### What is being asked
Set every record down verbatim and omit the pictures.

### Exercise data
---------------
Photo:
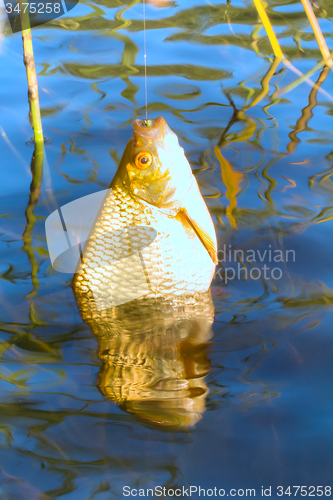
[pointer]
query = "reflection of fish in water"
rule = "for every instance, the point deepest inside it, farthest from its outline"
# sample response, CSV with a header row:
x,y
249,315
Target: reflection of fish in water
x,y
153,234
154,357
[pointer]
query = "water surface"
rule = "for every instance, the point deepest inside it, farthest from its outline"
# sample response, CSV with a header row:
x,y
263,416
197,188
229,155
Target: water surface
x,y
265,171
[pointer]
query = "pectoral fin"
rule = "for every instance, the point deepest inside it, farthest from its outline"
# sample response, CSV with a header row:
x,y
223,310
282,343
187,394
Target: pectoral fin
---------------
### Written solution
Photo:
[pointer]
query = "reflection of fish in water"
rule = "for every instance, the point deepest inside it, farthest from its outline"
# sample response, CSV with a header row:
x,y
249,315
Target: reflection of fish in water
x,y
153,234
154,357
[pointer]
query = "water surface"
rule = "for every instance, the point deepest inside it, farthest from its outline"
# sample response, CSV with a header row:
x,y
263,416
197,188
229,155
Target: water surface
x,y
265,171
[pointer]
query = "pectoral fin"
rule = "for every instance, the point deepest inside it, farthest from its outline"
# sample response, CSV with a header row:
x,y
223,310
282,343
187,394
Target: pectoral fin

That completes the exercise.